* **PROMPT A**: Decide whether each statement below agrees with the text on Ada: (i) GNAT relies on the gcc code generator; (ii) Ada directly supports multiple inheritance; (iii) Ada 95 was the original ANSI/ISO standard. Answer yes or no for each, and quote the deciding words from the text.

* **SELECTED TEXT**:
Start of Block

Elegance of Java and the Efficiency of C—It's Ada!
In his article “Comparing Java Implementations for Linux”, Michael Hirsch (LJ August 2000) searches for “a programming language with the elegance of Java and the efficiency of C”. This language already exists and it's called Ada.
The current version of Ada, Ada 95, is a revision of the Ada standard (Ada 83 was the original ANSI/ISO standard). It was standardized while C++ and Java were still in early childhood. Ada is often considered a bulky, antiquated language without the coolness of Java or the seriousness of C++. However, Ada is a powerful and modern language.
Ada has all the features of Java in addition to some of its own (such as generics and operator overloading. Actually, Ada provides all the features of Java and C++ (except for direct support for multiple inheritance) in one language, their web site (see Resources) provides a good comparison of the languages. You can even build j-code applets from Ada source. Thus, you have all the advantages of Java and more.
Ada is a strongly typed language which, if used correctly, can lead to less ambiguous code and more maintainable programs. The result is that errors can be detected easily at compile time instead of at debug time. More information on the Ada language can be found at their web site.
There are a number of Ada compiler vendors around, and you can get one for virtually any platform which, again, can cross-compile to (almost) any other platform. The most well known vendors are Rational, Aonix, R. R. Software and Green Hill Software (see Resources).
However, Michael Hirsch also wanted an open-source project. In reply, GNAT from Ada Core Technologies is to Ada as gcc is to C/C++, almost. GNAT is written almost entirely in Ada and uses the gcc code generator. The public version of GNAT (see Resources for site where you can download it) is distributed under the FSF copyleft license. ACT also provides a nonpublic version of their compiler under a support contract.

End of Block

* **MATERIAL PROVIDED**:
Start of Block

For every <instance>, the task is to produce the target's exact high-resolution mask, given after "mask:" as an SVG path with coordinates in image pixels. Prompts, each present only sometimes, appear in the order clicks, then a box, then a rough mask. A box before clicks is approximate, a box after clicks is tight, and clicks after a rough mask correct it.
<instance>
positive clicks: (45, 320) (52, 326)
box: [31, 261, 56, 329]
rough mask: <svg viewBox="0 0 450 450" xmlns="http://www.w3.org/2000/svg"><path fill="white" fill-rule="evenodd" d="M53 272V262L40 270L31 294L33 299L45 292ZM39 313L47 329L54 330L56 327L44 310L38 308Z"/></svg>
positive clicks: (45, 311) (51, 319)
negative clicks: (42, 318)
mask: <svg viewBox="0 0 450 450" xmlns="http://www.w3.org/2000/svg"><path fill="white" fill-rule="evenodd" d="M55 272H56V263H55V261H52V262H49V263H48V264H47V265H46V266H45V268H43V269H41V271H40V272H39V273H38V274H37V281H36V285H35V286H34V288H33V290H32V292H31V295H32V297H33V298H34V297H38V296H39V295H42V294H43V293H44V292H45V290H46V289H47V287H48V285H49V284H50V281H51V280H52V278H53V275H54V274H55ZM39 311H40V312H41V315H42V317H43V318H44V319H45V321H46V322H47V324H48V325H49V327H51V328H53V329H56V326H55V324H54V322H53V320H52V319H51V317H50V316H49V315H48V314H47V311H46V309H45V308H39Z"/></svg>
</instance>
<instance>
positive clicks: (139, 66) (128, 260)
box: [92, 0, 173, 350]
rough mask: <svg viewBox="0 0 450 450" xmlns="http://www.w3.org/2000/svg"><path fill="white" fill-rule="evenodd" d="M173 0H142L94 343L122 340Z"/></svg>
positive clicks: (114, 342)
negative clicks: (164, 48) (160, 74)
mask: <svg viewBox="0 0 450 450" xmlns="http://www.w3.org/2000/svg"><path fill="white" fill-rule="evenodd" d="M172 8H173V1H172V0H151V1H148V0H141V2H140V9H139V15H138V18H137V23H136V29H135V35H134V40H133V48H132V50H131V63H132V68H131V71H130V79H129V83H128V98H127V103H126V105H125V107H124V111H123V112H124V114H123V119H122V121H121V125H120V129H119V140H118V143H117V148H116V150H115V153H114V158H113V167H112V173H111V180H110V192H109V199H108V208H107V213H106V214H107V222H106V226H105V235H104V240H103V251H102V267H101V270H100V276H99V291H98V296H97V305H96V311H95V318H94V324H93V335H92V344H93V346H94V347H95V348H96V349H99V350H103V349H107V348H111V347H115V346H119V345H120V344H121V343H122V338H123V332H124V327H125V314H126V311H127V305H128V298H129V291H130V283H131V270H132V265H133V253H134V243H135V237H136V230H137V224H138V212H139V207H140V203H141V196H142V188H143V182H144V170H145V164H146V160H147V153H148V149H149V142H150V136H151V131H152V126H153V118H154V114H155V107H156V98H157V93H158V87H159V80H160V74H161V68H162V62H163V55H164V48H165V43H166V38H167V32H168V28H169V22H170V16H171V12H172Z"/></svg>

End of Block

* **PROMPT B**: Collect every line of the entries above that contains the string "rough". Case counts.

* **TASK SOLUTION A**:
(i) Yes: "GNAT is written almost entirely in Ada and uses the gcc code generator."
(ii) No: "except for direct support for multiple inheritance"
(iii) No: "Ada 83 was the original ANSI/ISO standard"

* **TASK SOLUTION B**:
For every <instance>, the task is to produce the target's exact high-resolution mask, given after "mask:" as an SVG path with coordinates in image pixels. Prompts, each present only sometimes, appear in the order clicks, then a box, then a rough mask. A box before clicks is approximate, a box after clicks is tight, and clicks after a rough mask correct it.
rough mask: <svg viewBox="0 0 450 450" xmlns="http://www.w3.org/2000/svg"><path fill="white" fill-rule="evenodd" d="M53 272V262L40 270L31 294L33 299L45 292ZM39 313L47 329L54 330L56 327L44 310L38 308Z"/></svg>
rough mask: <svg viewBox="0 0 450 450" xmlns="http://www.w3.org/2000/svg"><path fill="white" fill-rule="evenodd" d="M173 0H142L94 343L122 340Z"/></svg>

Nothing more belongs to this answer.